• [Problem requirements]:
Show every line of the records below that contains the string "shirt".

• [Given data]:

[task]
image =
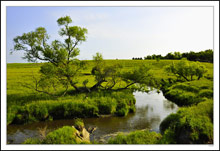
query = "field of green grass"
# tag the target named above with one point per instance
(25, 105)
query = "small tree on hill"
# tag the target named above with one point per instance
(186, 70)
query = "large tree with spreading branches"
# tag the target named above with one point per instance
(62, 68)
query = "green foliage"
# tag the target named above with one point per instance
(187, 70)
(64, 135)
(78, 124)
(32, 141)
(189, 125)
(63, 67)
(136, 137)
(206, 93)
(103, 102)
(188, 93)
(107, 106)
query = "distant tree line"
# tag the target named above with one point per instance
(202, 56)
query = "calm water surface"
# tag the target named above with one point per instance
(151, 109)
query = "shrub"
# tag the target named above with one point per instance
(136, 137)
(189, 125)
(78, 123)
(64, 135)
(106, 106)
(206, 93)
(32, 141)
(122, 108)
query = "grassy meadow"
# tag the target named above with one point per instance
(193, 123)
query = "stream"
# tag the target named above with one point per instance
(151, 109)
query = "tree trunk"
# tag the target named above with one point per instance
(97, 85)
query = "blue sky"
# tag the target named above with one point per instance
(120, 32)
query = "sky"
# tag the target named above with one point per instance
(118, 32)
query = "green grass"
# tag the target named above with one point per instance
(190, 125)
(64, 135)
(194, 120)
(136, 137)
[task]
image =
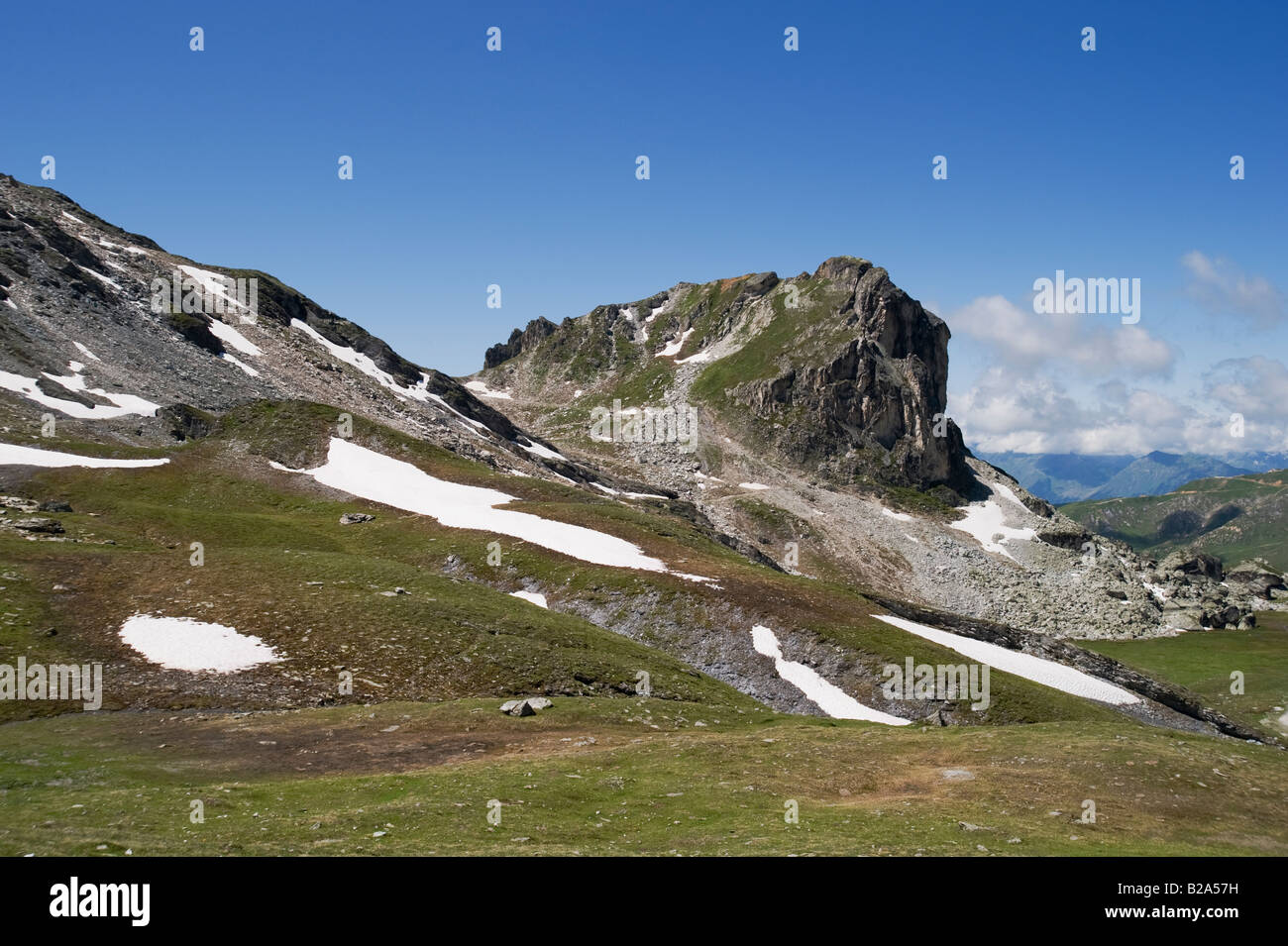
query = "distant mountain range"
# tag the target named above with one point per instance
(1235, 517)
(1060, 477)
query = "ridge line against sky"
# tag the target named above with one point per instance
(516, 167)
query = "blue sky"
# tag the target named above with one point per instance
(518, 168)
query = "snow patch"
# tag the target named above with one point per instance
(481, 389)
(241, 365)
(986, 523)
(183, 644)
(541, 451)
(1038, 670)
(121, 405)
(535, 597)
(375, 476)
(827, 696)
(14, 455)
(675, 345)
(231, 336)
(101, 277)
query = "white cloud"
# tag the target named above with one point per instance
(1089, 344)
(1031, 413)
(1222, 288)
(1257, 387)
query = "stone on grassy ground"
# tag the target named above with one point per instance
(526, 706)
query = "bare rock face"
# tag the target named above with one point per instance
(520, 340)
(876, 402)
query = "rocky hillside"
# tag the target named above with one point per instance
(768, 482)
(815, 433)
(104, 330)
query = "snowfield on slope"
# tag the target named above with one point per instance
(183, 644)
(827, 696)
(13, 455)
(533, 596)
(1047, 672)
(986, 521)
(372, 475)
(123, 404)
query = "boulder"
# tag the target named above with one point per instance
(1194, 564)
(1256, 579)
(526, 706)
(42, 525)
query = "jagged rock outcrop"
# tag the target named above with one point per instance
(877, 403)
(520, 340)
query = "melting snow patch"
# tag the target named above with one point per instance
(535, 597)
(99, 275)
(675, 345)
(231, 336)
(481, 389)
(369, 367)
(1035, 668)
(13, 455)
(375, 476)
(183, 644)
(541, 451)
(828, 696)
(986, 523)
(123, 404)
(704, 356)
(241, 365)
(213, 284)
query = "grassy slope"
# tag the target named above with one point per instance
(268, 534)
(652, 782)
(1203, 663)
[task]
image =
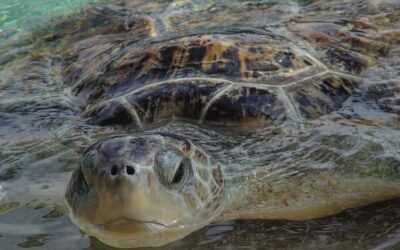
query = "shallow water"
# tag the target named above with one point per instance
(41, 132)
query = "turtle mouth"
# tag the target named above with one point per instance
(153, 225)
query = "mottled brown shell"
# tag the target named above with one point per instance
(245, 74)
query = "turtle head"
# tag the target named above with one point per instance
(145, 190)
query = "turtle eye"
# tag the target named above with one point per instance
(171, 167)
(179, 173)
(88, 165)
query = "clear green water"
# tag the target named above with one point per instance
(36, 160)
(16, 14)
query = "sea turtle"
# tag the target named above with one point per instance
(288, 81)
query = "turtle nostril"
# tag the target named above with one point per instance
(130, 170)
(114, 170)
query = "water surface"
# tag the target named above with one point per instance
(41, 135)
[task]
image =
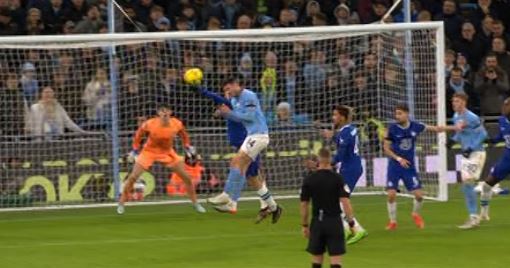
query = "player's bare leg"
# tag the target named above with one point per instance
(128, 186)
(392, 209)
(190, 188)
(417, 205)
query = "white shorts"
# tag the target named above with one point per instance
(254, 144)
(471, 168)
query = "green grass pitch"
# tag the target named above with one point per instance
(175, 236)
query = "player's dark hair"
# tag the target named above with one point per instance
(462, 96)
(324, 153)
(230, 80)
(344, 110)
(162, 106)
(402, 107)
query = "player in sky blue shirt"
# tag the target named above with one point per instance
(471, 134)
(243, 108)
(501, 169)
(400, 147)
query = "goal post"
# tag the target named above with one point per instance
(106, 84)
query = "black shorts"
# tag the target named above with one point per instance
(326, 234)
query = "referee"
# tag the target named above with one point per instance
(325, 188)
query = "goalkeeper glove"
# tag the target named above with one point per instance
(191, 156)
(467, 152)
(131, 158)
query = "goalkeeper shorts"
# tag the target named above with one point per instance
(146, 159)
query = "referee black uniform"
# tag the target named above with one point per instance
(324, 188)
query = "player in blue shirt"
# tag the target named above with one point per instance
(471, 134)
(347, 159)
(502, 168)
(247, 111)
(399, 146)
(236, 134)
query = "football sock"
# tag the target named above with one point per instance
(470, 196)
(392, 211)
(266, 196)
(417, 205)
(237, 180)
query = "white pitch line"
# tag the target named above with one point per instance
(138, 240)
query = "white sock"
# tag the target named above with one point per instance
(357, 226)
(417, 206)
(266, 196)
(392, 211)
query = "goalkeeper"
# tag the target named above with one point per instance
(237, 134)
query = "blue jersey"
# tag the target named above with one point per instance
(403, 140)
(247, 111)
(347, 148)
(236, 132)
(473, 135)
(504, 133)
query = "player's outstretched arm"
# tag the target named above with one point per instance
(217, 98)
(389, 152)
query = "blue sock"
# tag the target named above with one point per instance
(237, 181)
(471, 198)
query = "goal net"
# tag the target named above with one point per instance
(71, 104)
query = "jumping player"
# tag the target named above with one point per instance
(502, 168)
(399, 146)
(160, 132)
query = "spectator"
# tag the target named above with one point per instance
(498, 30)
(7, 25)
(424, 16)
(12, 107)
(29, 83)
(470, 45)
(268, 82)
(291, 81)
(34, 24)
(97, 99)
(450, 60)
(53, 16)
(319, 19)
(486, 30)
(143, 9)
(484, 9)
(230, 10)
(244, 22)
(48, 118)
(499, 48)
(493, 90)
(133, 25)
(91, 23)
(312, 8)
(76, 11)
(288, 18)
(189, 13)
(344, 16)
(457, 84)
(379, 8)
(314, 71)
(452, 20)
(463, 65)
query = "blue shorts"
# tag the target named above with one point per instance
(351, 177)
(408, 175)
(501, 169)
(253, 168)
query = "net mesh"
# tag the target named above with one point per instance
(56, 139)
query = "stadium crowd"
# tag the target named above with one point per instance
(46, 91)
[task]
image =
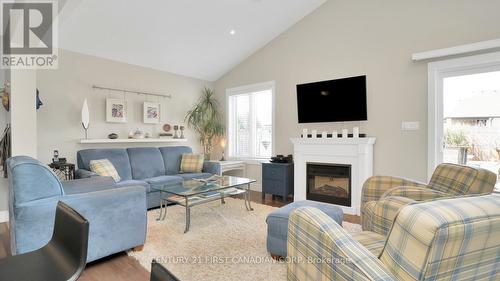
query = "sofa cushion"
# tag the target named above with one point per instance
(277, 223)
(372, 241)
(117, 156)
(188, 176)
(104, 168)
(172, 158)
(33, 180)
(162, 180)
(191, 163)
(146, 162)
(88, 185)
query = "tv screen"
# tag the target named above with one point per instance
(332, 101)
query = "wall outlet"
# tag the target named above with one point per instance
(410, 126)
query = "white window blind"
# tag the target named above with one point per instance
(250, 121)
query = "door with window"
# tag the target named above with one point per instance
(250, 118)
(466, 125)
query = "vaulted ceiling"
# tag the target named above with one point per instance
(197, 38)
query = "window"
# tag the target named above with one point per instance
(250, 121)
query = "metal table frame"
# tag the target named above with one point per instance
(165, 200)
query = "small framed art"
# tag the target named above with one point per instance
(116, 111)
(151, 113)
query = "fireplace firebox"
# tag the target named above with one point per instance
(329, 183)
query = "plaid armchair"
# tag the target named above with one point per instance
(449, 239)
(383, 196)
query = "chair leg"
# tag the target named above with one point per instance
(138, 248)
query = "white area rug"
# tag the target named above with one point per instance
(225, 242)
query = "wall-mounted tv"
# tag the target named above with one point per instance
(332, 101)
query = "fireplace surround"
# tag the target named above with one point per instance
(329, 183)
(357, 153)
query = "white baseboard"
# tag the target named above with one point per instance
(256, 187)
(4, 216)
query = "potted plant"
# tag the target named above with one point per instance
(456, 143)
(205, 119)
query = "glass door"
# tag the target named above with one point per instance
(470, 132)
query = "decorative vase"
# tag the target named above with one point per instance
(176, 131)
(182, 131)
(112, 136)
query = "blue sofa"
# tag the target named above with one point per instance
(144, 166)
(117, 216)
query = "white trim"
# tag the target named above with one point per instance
(245, 90)
(4, 216)
(457, 50)
(437, 72)
(144, 140)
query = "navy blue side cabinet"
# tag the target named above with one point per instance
(277, 179)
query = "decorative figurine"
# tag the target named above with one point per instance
(113, 136)
(176, 131)
(56, 157)
(182, 132)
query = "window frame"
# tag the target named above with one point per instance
(248, 89)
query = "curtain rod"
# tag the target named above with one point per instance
(131, 92)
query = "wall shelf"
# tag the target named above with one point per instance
(145, 140)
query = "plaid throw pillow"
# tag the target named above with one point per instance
(105, 168)
(192, 163)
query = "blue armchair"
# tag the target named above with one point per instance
(117, 216)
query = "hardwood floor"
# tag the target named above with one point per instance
(121, 267)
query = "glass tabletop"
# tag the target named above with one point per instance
(195, 187)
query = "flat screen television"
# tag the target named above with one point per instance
(332, 101)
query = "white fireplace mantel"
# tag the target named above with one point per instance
(357, 152)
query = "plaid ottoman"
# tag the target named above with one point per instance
(277, 224)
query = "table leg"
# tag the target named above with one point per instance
(161, 209)
(188, 216)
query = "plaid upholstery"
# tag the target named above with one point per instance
(448, 180)
(320, 249)
(452, 239)
(383, 212)
(449, 239)
(415, 193)
(191, 163)
(376, 186)
(372, 241)
(460, 180)
(104, 167)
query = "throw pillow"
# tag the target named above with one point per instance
(104, 167)
(192, 163)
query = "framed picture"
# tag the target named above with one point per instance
(116, 111)
(151, 113)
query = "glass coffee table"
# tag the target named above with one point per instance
(191, 193)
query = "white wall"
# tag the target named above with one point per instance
(375, 38)
(3, 113)
(4, 185)
(63, 90)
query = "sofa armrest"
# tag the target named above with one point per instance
(380, 215)
(374, 187)
(111, 214)
(82, 174)
(212, 167)
(415, 192)
(88, 185)
(320, 249)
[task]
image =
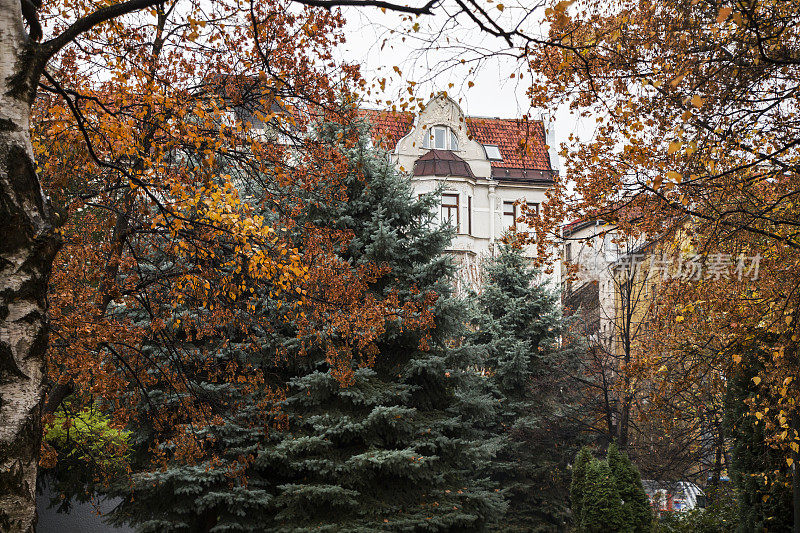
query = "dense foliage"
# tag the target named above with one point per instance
(516, 327)
(607, 494)
(392, 448)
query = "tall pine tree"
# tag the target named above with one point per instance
(392, 450)
(637, 513)
(516, 325)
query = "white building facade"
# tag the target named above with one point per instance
(487, 168)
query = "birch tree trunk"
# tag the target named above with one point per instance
(28, 245)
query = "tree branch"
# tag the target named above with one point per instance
(84, 24)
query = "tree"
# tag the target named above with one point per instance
(516, 324)
(577, 488)
(392, 448)
(759, 473)
(601, 503)
(636, 511)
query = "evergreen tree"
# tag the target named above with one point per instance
(516, 325)
(637, 513)
(390, 451)
(759, 473)
(602, 506)
(577, 488)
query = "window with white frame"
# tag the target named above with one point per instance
(450, 210)
(440, 138)
(509, 215)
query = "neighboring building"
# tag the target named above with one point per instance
(590, 249)
(488, 169)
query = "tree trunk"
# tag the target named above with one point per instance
(795, 484)
(28, 245)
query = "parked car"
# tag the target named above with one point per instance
(677, 496)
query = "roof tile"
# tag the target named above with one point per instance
(521, 142)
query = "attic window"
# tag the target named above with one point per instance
(440, 138)
(492, 152)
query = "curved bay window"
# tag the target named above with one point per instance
(440, 138)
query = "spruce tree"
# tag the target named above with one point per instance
(637, 513)
(602, 506)
(516, 325)
(390, 451)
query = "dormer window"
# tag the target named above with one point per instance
(492, 152)
(440, 138)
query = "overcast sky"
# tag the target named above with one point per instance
(494, 94)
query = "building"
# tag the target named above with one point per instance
(590, 249)
(490, 171)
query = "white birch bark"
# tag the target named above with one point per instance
(27, 247)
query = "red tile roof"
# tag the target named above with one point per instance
(521, 143)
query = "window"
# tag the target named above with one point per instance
(492, 152)
(509, 215)
(450, 210)
(440, 138)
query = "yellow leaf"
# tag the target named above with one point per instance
(724, 13)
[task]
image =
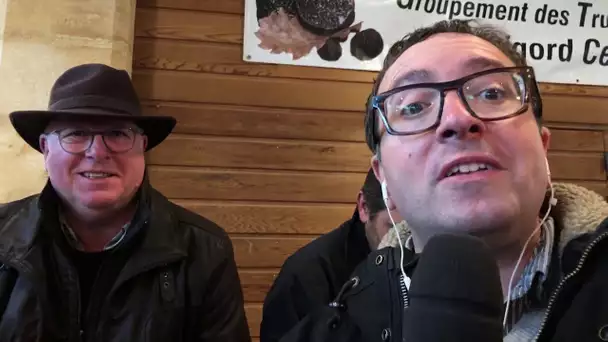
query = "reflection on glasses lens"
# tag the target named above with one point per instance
(488, 96)
(78, 141)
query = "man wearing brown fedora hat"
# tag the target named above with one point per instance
(99, 254)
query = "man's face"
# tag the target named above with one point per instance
(96, 179)
(480, 202)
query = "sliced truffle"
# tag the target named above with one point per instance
(331, 51)
(366, 45)
(325, 17)
(265, 7)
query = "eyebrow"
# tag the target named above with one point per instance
(481, 63)
(414, 76)
(472, 65)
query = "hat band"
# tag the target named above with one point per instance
(94, 101)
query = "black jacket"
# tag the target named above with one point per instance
(312, 277)
(371, 305)
(173, 278)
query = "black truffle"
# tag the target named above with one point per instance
(325, 17)
(331, 51)
(366, 45)
(265, 7)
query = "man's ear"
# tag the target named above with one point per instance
(144, 141)
(545, 136)
(362, 207)
(43, 143)
(375, 161)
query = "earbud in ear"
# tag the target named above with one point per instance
(552, 200)
(384, 192)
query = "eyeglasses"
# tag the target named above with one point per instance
(489, 95)
(77, 141)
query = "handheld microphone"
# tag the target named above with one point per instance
(455, 293)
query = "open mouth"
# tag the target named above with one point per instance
(469, 168)
(96, 175)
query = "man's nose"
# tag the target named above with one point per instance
(456, 120)
(98, 148)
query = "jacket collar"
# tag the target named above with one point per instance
(160, 234)
(578, 211)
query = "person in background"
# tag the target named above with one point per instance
(313, 275)
(99, 254)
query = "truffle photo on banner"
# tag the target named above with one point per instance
(322, 27)
(565, 41)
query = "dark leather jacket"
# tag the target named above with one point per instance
(173, 278)
(371, 305)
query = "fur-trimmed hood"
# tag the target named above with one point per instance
(578, 211)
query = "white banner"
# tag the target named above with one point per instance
(566, 41)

• [Solved exercise]:
query = "player in sky blue shirt"
query = "player in blue shirt"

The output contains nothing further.